Required task:
Convert every line of the entries below into a JSON list of strings, with one string for each line and blank lines omitted.

Position annotation entries
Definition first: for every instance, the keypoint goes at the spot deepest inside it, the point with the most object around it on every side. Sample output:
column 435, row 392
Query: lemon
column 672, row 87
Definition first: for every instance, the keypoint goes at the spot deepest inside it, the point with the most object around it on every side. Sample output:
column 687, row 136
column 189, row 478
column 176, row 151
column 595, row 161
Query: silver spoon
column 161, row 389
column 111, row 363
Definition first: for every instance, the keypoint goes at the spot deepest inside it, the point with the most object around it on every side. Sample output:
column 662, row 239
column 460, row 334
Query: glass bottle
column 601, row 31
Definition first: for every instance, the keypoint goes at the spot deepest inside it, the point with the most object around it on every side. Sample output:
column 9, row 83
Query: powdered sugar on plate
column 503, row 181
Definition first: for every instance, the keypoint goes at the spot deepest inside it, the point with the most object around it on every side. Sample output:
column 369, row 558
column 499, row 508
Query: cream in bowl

Task response:
[
  "Definition first: for every instance, the keypoint goes at the spot deepest inside it, the point with the most object around it on every side. Sample output:",
  "column 435, row 392",
  "Query: lemon",
  "column 672, row 87",
  "Definition first: for every instance, the keypoint goes at the spot deepest inside it, the point with the most object around it on every side. Sample output:",
  "column 687, row 136",
  "column 189, row 478",
  "column 176, row 151",
  "column 595, row 161",
  "Query: silver spoon",
  "column 161, row 389",
  "column 111, row 363",
  "Definition first: for every instance, the keypoint goes at the spot deepest inside it, the point with the most object around it on every side. Sample output:",
  "column 662, row 239",
  "column 460, row 334",
  "Query: glass bottle",
  "column 601, row 31",
  "Definition first: for every instance, the keypoint goes at the spot deepest inside it, the point with the most object around it on every side. Sample output:",
  "column 9, row 83",
  "Query: powdered sugar on plate",
  "column 503, row 181",
  "Definition first: for every instance, the keypoint goes at the spot deepest inside it, the point with the most object around it on every side. Sample output:",
  "column 369, row 558",
  "column 499, row 508",
  "Query: cream in bowl"
]